# EXERCISE DETAILS
Reproduce the rows below verbatim, beginning at the line that contains "TARGET: motorcycle headlight" and ending after the line that contains "(321, 126), (391, 163)". Omit the pictures from your answer.

# RECORDS FOR THE TASK

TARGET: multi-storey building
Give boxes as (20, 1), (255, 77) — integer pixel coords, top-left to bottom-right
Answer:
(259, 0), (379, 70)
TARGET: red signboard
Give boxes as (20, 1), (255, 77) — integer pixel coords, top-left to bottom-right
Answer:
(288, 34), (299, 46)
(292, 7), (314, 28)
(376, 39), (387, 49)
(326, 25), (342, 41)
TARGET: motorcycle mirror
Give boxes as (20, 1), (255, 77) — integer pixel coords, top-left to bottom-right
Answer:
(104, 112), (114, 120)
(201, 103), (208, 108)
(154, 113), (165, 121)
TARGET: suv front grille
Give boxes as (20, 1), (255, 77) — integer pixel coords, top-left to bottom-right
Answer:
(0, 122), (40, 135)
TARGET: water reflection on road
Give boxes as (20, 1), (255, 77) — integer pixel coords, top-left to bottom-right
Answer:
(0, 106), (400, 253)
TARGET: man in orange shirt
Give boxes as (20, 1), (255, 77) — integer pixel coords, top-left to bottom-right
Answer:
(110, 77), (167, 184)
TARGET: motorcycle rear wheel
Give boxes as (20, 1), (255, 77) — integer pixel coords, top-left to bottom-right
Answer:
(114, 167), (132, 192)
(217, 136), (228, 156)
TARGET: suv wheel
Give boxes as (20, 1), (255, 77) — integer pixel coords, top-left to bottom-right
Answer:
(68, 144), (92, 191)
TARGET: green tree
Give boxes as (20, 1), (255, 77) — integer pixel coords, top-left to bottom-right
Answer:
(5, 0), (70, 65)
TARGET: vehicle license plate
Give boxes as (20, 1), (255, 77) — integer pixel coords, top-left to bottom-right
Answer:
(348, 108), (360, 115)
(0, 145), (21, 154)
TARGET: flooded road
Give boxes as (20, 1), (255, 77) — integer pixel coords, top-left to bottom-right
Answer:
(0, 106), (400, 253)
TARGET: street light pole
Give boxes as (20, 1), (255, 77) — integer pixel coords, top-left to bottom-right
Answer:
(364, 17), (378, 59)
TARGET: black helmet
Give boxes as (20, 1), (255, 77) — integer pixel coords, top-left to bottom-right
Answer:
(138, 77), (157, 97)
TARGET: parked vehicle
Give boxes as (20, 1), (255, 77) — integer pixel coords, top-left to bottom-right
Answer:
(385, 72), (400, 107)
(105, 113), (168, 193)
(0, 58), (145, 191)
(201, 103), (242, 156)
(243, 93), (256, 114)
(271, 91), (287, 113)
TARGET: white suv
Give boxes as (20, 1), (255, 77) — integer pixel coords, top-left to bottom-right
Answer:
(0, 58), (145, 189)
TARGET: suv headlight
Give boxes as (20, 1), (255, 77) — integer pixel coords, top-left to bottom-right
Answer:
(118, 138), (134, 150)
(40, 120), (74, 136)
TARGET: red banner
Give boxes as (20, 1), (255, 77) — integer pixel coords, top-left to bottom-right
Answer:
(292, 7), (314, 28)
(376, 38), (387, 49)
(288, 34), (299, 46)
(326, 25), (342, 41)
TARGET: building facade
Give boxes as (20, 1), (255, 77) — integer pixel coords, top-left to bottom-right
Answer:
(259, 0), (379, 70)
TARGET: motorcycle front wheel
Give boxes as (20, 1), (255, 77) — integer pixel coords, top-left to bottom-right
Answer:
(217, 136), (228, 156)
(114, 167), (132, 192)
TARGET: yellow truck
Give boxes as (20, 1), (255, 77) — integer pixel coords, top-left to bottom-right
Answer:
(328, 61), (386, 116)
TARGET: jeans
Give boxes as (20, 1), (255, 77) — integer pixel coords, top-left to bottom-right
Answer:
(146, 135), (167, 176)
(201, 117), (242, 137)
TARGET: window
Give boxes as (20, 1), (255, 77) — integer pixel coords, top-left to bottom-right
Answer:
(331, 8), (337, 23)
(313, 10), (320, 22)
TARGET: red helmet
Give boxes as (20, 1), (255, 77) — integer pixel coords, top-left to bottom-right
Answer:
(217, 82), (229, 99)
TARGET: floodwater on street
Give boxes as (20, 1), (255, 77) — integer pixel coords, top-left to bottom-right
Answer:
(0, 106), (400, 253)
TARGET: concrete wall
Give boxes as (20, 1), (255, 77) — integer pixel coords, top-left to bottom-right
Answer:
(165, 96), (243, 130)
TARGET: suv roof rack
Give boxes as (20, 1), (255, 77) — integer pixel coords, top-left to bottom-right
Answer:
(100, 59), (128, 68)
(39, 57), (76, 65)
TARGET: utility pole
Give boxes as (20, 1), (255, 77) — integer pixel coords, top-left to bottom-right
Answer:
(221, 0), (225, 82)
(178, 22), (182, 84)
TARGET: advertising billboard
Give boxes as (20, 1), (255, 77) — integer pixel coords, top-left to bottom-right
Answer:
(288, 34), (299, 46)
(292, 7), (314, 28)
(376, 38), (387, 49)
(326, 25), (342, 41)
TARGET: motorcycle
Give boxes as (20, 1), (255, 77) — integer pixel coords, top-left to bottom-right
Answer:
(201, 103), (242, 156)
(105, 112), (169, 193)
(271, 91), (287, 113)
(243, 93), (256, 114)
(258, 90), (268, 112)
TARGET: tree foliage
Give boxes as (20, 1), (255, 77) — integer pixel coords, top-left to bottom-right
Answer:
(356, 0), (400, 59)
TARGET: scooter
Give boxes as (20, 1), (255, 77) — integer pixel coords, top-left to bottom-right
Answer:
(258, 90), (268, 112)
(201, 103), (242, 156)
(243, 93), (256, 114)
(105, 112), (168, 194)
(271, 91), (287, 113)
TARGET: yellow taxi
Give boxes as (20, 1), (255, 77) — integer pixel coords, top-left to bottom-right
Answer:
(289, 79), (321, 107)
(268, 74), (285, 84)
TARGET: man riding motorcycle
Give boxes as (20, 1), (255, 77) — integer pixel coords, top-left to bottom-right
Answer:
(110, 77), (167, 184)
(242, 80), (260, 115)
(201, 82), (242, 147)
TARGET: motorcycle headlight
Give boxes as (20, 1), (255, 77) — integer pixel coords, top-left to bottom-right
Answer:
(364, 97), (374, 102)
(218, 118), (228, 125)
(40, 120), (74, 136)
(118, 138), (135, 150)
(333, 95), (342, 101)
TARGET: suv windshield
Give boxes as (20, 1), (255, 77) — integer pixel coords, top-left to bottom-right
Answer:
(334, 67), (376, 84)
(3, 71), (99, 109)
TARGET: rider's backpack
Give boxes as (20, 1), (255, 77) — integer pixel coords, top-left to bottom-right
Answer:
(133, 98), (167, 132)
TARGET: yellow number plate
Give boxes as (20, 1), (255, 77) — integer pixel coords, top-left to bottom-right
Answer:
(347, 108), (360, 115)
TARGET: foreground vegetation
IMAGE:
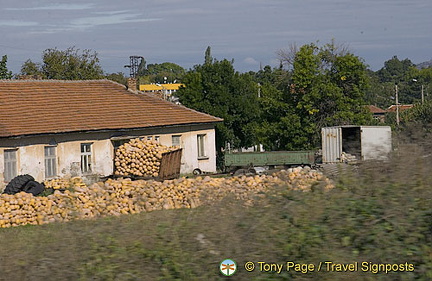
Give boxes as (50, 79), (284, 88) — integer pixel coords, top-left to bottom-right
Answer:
(0, 138), (432, 281)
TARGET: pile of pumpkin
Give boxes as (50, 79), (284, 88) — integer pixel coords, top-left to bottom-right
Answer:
(114, 138), (178, 177)
(0, 168), (332, 227)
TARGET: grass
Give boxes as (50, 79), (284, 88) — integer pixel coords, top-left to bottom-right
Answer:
(0, 130), (432, 281)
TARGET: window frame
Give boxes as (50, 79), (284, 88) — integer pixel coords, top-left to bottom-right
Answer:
(197, 134), (209, 160)
(44, 145), (57, 179)
(171, 135), (181, 146)
(80, 142), (93, 174)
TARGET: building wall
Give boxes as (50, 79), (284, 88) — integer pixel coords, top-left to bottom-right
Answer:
(0, 124), (216, 188)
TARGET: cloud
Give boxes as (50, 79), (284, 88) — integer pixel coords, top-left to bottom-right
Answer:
(71, 13), (161, 28)
(5, 3), (94, 11)
(243, 57), (259, 65)
(0, 20), (38, 27)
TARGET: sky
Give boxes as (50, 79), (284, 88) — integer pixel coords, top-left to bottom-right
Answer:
(0, 0), (432, 74)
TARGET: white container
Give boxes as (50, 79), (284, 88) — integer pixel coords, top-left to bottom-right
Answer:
(321, 126), (391, 163)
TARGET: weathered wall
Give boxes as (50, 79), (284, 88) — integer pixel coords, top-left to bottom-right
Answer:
(0, 124), (216, 188)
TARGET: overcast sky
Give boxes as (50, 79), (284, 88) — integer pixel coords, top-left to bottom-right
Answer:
(0, 0), (432, 74)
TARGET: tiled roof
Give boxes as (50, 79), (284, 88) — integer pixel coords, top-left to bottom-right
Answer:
(0, 80), (222, 137)
(139, 83), (184, 91)
(367, 105), (386, 113)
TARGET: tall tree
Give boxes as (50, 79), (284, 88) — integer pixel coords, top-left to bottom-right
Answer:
(177, 52), (259, 164)
(21, 47), (103, 80)
(259, 42), (372, 150)
(0, 55), (12, 79)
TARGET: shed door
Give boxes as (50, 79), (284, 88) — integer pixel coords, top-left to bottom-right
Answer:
(321, 127), (342, 163)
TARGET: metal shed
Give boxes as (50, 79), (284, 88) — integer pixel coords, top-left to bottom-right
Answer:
(321, 126), (392, 163)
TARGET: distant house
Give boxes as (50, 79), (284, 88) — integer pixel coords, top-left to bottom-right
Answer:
(367, 105), (387, 123)
(138, 83), (185, 104)
(0, 80), (222, 185)
(387, 104), (414, 112)
(139, 83), (184, 95)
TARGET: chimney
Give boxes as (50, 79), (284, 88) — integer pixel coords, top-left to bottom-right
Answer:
(127, 77), (137, 93)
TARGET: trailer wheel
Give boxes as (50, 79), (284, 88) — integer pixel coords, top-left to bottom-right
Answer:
(247, 168), (256, 175)
(234, 169), (247, 177)
(192, 168), (202, 175)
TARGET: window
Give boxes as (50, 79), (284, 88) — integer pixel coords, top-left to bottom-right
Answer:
(4, 149), (17, 182)
(171, 135), (181, 146)
(197, 135), (207, 159)
(81, 143), (91, 173)
(44, 146), (57, 178)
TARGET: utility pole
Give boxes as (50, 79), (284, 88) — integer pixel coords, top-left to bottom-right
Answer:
(395, 84), (399, 126)
(124, 56), (144, 78)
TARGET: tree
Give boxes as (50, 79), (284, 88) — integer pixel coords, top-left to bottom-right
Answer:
(258, 42), (372, 150)
(375, 56), (419, 104)
(20, 59), (45, 78)
(177, 49), (259, 165)
(21, 47), (103, 80)
(0, 55), (12, 79)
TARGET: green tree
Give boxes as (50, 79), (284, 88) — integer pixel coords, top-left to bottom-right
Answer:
(258, 42), (372, 150)
(0, 55), (12, 79)
(21, 47), (103, 80)
(20, 59), (45, 78)
(374, 56), (420, 104)
(177, 50), (259, 165)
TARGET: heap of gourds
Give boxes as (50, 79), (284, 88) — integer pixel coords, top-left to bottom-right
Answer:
(0, 168), (332, 227)
(114, 138), (178, 177)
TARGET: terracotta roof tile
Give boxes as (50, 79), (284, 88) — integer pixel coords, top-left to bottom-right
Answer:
(0, 80), (222, 137)
(387, 104), (414, 112)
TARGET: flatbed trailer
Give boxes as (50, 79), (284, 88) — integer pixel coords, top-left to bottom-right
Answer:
(224, 150), (315, 172)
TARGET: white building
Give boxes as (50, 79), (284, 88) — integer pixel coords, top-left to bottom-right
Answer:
(0, 80), (222, 186)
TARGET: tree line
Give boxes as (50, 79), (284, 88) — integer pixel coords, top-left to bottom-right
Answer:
(0, 44), (432, 165)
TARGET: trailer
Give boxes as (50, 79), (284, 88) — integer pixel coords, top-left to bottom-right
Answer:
(321, 125), (392, 164)
(224, 151), (315, 173)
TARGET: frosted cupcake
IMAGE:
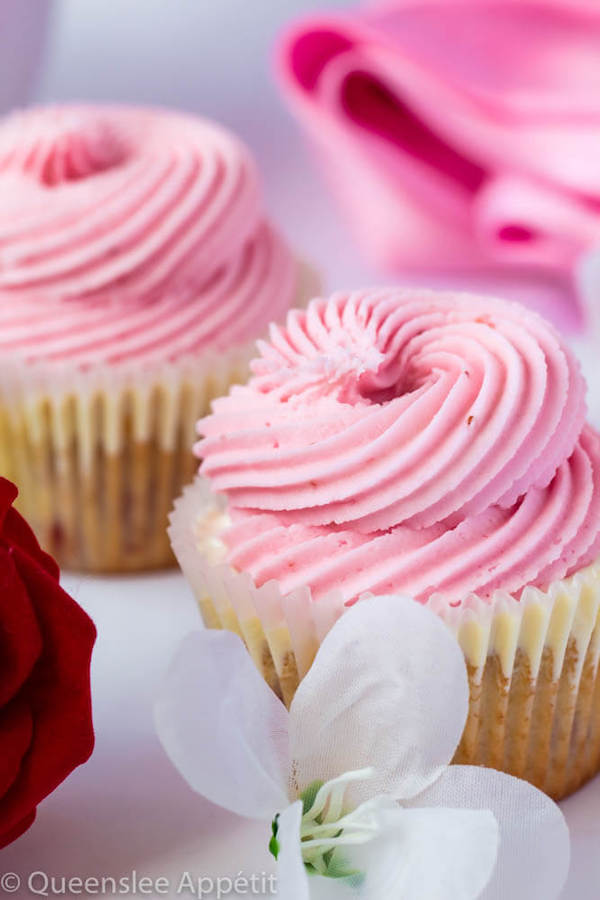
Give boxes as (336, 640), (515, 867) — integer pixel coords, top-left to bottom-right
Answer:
(0, 106), (314, 571)
(171, 290), (600, 797)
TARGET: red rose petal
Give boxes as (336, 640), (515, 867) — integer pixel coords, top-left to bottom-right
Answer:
(0, 548), (96, 831)
(0, 539), (42, 712)
(0, 700), (33, 796)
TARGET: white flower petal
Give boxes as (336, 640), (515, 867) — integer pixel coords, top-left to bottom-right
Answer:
(411, 766), (570, 900)
(155, 630), (289, 820)
(277, 800), (310, 900)
(290, 596), (468, 803)
(352, 808), (496, 900)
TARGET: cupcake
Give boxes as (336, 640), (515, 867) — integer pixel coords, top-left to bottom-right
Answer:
(170, 290), (600, 798)
(0, 106), (314, 571)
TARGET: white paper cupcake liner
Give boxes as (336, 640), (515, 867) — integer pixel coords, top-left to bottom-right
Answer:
(0, 264), (318, 572)
(169, 477), (600, 798)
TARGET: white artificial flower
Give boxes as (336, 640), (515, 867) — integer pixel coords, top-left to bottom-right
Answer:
(156, 596), (569, 900)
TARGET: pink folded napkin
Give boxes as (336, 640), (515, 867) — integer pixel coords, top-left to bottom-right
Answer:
(278, 0), (600, 302)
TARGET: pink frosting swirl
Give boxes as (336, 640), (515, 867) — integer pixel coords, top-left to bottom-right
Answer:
(0, 106), (297, 365)
(196, 290), (600, 602)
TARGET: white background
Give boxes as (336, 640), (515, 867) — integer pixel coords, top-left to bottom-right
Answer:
(0, 0), (600, 900)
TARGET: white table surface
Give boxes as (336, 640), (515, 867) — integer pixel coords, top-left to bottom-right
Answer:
(0, 572), (600, 900)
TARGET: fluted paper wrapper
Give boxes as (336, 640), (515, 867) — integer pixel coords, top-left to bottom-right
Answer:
(0, 264), (318, 572)
(169, 478), (600, 799)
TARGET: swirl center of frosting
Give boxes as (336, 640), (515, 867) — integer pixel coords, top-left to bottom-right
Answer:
(197, 290), (600, 603)
(0, 107), (128, 188)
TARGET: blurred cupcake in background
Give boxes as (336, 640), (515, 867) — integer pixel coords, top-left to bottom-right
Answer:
(0, 106), (311, 571)
(171, 289), (600, 798)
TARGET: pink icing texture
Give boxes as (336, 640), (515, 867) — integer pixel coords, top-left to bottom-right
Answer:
(0, 106), (296, 367)
(196, 290), (600, 603)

# WRITTEN ANSWER
TARGET: motorcycle headlight
Give boxes as (20, 1), (255, 77) — integer pixel coords, top-left to bottom-right
Answer:
(364, 97), (374, 102)
(218, 118), (228, 125)
(40, 120), (74, 136)
(118, 138), (135, 150)
(333, 95), (342, 101)
TARGET: suv windshield
Give boxes as (20, 1), (255, 77) — integer pixel coords, top-left to bottom-right
Answer:
(334, 67), (376, 84)
(3, 71), (99, 109)
TARGET: rider's backpack
Give boxes as (20, 1), (255, 77) — integer pixel coords, top-left to bottom-right
Answer:
(133, 98), (167, 132)
TARGET: yellow number plate
Give boxes as (20, 1), (255, 77) — integer pixel coords, top-left to bottom-right
Answer:
(347, 108), (360, 115)
TARGET: foreground vegetation
IMAGE:
Give boxes as (50, 79), (284, 88) — integer pixel coords, top-left to bottom-right
Answer:
(0, 138), (432, 281)
TARGET: pile of pumpkin
Give boxes as (50, 79), (284, 88) — integer pixel coords, top-left to bottom-right
Answer:
(114, 138), (178, 177)
(0, 168), (332, 227)
TARGET: grass
Give boxes as (50, 79), (284, 88) — integer pixel coords, top-left to bottom-right
Answer:
(0, 130), (432, 281)
TARGET: window frame
Give boxes as (50, 79), (284, 88) — integer pixel coords, top-left to bottom-right
Answer:
(197, 134), (209, 160)
(44, 145), (57, 179)
(171, 135), (181, 146)
(80, 142), (93, 174)
TARGET: building wall
Give boxes as (50, 79), (284, 88) — integer pixel coords, top-left to bottom-right
Answer:
(0, 124), (216, 188)
TARGET: cloud
Give boxes as (50, 79), (284, 88) — integer pixel coords, top-left to bottom-right
Answer:
(71, 13), (161, 28)
(5, 3), (94, 11)
(243, 57), (259, 65)
(0, 20), (38, 27)
TARGET: sky
Give boxes as (50, 79), (284, 88) — integer pixel coords, top-left to bottom-right
Answer:
(0, 0), (432, 74)
TARGET: white container
Give boxes as (50, 79), (284, 88) — integer pixel coords, top-left to bottom-right
Answer:
(321, 126), (391, 163)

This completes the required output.